Task goal: Which lines in the records below contain the string "stainless", with case counting? Report each such line in full.

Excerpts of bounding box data
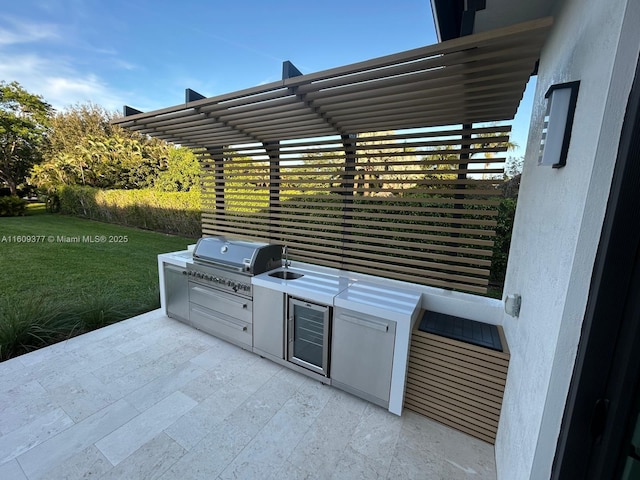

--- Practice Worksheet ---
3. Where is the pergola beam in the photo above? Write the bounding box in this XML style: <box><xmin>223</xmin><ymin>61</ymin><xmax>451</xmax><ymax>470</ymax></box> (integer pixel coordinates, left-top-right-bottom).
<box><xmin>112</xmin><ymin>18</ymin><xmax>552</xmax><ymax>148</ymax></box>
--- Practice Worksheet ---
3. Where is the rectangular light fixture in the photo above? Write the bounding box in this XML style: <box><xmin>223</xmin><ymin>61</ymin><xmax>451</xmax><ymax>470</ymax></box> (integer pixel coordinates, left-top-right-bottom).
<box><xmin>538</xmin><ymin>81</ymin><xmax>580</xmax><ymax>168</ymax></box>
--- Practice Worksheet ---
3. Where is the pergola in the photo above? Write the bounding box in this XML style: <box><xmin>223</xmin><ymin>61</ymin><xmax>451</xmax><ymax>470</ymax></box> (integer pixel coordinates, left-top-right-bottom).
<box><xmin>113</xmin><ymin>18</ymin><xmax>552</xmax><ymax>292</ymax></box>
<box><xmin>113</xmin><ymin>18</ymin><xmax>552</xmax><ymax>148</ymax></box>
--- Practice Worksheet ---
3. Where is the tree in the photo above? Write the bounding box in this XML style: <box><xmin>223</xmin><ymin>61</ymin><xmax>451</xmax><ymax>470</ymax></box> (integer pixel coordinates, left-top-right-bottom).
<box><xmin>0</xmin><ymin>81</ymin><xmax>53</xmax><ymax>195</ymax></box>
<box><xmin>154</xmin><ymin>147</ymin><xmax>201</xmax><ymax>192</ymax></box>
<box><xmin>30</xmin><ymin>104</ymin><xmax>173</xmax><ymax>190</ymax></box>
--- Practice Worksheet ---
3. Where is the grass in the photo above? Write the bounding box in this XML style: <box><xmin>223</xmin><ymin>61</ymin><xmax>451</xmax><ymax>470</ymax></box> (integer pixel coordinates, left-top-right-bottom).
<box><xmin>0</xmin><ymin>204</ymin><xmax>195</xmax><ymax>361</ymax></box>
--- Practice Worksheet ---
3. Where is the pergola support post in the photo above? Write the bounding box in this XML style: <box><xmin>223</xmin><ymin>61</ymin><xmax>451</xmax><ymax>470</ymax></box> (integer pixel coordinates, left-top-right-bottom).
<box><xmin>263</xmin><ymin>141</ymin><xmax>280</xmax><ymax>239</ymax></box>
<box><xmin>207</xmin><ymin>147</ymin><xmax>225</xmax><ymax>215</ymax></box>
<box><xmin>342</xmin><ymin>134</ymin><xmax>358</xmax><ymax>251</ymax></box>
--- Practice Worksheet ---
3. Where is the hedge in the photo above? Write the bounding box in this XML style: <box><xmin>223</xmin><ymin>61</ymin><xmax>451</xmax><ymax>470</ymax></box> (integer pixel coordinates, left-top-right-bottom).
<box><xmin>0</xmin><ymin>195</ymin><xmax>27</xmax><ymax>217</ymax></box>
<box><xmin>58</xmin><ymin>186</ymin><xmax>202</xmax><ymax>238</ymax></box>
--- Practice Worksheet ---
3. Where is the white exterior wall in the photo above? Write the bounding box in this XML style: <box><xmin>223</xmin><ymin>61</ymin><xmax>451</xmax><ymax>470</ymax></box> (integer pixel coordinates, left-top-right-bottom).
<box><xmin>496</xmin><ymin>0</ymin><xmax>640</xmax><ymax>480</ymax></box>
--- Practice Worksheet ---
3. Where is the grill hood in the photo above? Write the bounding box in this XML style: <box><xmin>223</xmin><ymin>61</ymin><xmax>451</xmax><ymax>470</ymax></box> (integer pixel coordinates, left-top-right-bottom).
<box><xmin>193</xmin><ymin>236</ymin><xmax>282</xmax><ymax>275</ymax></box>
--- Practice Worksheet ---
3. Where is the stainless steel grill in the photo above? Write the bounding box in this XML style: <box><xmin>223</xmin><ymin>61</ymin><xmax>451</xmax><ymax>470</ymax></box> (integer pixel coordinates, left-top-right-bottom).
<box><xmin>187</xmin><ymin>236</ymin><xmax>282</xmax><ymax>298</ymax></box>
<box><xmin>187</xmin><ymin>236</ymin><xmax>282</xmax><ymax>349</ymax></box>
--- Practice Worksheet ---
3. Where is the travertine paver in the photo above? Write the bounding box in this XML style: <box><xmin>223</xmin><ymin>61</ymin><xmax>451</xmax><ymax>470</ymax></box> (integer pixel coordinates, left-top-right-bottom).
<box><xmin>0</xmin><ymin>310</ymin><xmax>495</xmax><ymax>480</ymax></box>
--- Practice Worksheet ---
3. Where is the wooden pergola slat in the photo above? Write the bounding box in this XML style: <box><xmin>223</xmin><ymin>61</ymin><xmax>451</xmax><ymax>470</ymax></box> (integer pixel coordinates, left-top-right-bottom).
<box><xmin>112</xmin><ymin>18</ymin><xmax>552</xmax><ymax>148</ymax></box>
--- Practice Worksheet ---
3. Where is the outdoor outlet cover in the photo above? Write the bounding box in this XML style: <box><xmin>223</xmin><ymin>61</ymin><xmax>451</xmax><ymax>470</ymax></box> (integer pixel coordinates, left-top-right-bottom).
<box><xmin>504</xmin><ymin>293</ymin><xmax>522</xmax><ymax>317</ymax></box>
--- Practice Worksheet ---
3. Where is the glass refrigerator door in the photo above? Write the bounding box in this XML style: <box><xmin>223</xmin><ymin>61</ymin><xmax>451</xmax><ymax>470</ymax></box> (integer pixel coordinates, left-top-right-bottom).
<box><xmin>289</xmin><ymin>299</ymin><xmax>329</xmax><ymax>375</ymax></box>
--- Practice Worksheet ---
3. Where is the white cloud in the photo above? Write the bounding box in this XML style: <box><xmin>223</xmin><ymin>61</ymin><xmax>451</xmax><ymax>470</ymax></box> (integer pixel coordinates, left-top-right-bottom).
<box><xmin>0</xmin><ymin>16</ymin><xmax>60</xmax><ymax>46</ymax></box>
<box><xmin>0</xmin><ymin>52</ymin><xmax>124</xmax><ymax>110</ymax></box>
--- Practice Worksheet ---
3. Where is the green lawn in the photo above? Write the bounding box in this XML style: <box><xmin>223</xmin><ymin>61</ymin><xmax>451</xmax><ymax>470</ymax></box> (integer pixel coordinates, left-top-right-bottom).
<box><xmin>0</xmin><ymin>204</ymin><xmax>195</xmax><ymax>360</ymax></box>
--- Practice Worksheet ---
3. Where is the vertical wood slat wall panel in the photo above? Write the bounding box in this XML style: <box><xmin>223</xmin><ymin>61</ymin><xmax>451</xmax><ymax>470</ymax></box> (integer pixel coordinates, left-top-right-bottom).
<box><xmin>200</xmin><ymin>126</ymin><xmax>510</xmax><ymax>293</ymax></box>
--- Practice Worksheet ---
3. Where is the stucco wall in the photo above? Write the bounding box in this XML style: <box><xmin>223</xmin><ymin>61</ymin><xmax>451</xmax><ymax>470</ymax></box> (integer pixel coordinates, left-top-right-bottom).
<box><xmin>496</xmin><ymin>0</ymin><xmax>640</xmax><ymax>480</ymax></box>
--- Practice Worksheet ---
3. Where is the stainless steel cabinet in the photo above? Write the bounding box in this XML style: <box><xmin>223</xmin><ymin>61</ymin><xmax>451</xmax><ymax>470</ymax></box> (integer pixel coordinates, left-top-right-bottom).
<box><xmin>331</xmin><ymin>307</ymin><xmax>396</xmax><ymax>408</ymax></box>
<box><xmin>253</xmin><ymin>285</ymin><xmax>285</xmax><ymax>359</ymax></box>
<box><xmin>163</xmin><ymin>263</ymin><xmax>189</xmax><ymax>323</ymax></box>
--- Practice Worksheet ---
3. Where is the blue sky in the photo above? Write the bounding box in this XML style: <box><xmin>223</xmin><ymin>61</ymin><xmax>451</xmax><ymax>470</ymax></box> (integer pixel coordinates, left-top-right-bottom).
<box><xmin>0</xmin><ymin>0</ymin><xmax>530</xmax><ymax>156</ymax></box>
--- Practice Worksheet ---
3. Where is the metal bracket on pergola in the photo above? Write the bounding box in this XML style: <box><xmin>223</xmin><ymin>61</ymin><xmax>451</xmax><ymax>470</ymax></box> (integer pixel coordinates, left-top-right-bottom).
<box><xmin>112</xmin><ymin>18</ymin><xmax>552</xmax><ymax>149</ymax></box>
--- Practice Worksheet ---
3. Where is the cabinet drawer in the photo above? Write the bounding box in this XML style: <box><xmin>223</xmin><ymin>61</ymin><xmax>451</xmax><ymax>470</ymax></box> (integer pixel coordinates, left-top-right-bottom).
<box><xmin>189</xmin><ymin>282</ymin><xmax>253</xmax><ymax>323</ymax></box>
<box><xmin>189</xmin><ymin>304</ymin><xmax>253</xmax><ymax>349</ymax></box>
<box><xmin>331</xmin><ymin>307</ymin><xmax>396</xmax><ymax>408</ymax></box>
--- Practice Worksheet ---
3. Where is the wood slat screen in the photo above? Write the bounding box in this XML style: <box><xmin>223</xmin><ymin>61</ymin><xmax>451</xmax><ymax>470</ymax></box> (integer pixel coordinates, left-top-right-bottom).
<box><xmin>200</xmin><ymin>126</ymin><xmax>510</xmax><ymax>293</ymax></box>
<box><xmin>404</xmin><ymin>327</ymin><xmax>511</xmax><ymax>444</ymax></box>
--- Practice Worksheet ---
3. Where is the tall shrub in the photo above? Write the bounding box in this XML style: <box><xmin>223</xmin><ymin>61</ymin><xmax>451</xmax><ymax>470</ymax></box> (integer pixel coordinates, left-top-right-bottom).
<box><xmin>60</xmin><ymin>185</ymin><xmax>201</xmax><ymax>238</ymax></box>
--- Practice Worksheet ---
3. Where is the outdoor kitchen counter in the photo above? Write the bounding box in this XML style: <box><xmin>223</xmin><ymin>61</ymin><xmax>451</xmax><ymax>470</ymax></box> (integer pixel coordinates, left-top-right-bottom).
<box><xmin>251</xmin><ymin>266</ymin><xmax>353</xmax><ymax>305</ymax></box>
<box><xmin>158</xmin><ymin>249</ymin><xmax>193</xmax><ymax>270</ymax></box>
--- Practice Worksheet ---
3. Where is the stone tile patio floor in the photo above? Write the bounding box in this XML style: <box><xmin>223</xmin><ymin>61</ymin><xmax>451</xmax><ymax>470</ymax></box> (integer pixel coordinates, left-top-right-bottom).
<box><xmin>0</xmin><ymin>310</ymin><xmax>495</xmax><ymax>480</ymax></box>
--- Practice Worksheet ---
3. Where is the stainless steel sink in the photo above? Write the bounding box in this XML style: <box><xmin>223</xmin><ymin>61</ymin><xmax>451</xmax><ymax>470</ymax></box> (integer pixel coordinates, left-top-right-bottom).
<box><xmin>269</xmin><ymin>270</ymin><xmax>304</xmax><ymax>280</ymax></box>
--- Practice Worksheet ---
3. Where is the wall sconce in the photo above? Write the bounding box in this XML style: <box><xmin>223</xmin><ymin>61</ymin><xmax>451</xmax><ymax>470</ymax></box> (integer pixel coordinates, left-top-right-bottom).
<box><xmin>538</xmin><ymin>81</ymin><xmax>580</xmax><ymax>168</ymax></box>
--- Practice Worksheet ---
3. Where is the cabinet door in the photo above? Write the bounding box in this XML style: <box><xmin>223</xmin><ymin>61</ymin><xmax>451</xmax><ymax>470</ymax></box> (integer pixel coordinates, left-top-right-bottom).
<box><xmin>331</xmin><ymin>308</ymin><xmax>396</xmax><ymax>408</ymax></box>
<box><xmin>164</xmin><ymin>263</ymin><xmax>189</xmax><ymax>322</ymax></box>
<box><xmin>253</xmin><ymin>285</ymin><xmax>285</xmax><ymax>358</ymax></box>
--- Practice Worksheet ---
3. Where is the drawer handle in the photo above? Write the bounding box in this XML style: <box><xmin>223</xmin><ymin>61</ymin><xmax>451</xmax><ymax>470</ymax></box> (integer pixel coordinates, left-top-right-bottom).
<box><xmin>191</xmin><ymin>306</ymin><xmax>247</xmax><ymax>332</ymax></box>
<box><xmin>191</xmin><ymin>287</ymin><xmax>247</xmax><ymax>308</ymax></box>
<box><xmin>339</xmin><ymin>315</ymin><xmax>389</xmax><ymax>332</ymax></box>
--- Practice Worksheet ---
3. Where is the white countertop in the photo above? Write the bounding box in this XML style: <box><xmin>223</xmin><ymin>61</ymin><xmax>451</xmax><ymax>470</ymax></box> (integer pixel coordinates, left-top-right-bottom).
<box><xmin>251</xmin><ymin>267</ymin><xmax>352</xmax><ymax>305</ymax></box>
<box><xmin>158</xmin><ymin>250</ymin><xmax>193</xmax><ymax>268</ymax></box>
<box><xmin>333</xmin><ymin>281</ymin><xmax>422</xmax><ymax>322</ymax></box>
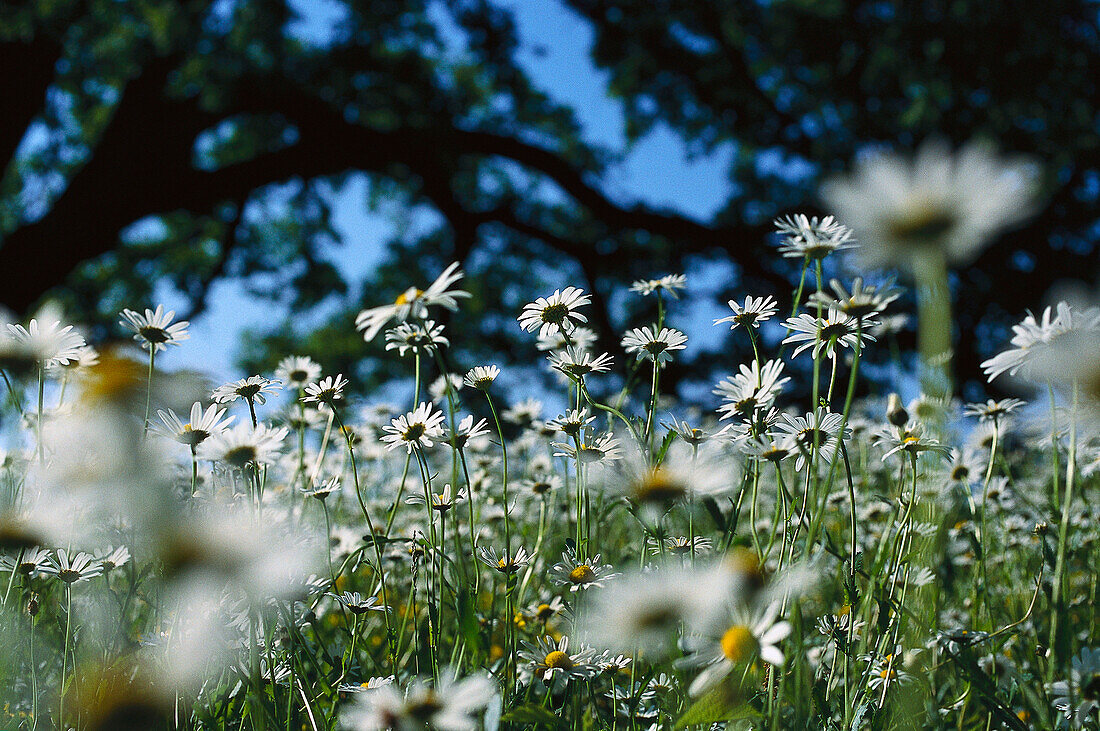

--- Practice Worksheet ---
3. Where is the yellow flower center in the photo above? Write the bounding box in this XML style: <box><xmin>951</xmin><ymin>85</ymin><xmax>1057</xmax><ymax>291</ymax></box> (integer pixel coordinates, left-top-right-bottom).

Exercise answer:
3. Where is the stainless steel grill in the photo above? Write the bounding box in this XML style: <box><xmin>223</xmin><ymin>61</ymin><xmax>451</xmax><ymax>470</ymax></box> (integer pixel coordinates, left-top-right-bottom).
3. Where is the stainless steel cabinet in the photo above? Write the bounding box in this XML style: <box><xmin>223</xmin><ymin>61</ymin><xmax>451</xmax><ymax>470</ymax></box> (integer pixel coordinates, left-top-right-bottom).
3. Where is the stainless steel sink in the photo above? Write the bounding box in this XML style: <box><xmin>223</xmin><ymin>61</ymin><xmax>451</xmax><ymax>470</ymax></box> (integer pixel coordinates, left-top-right-bottom).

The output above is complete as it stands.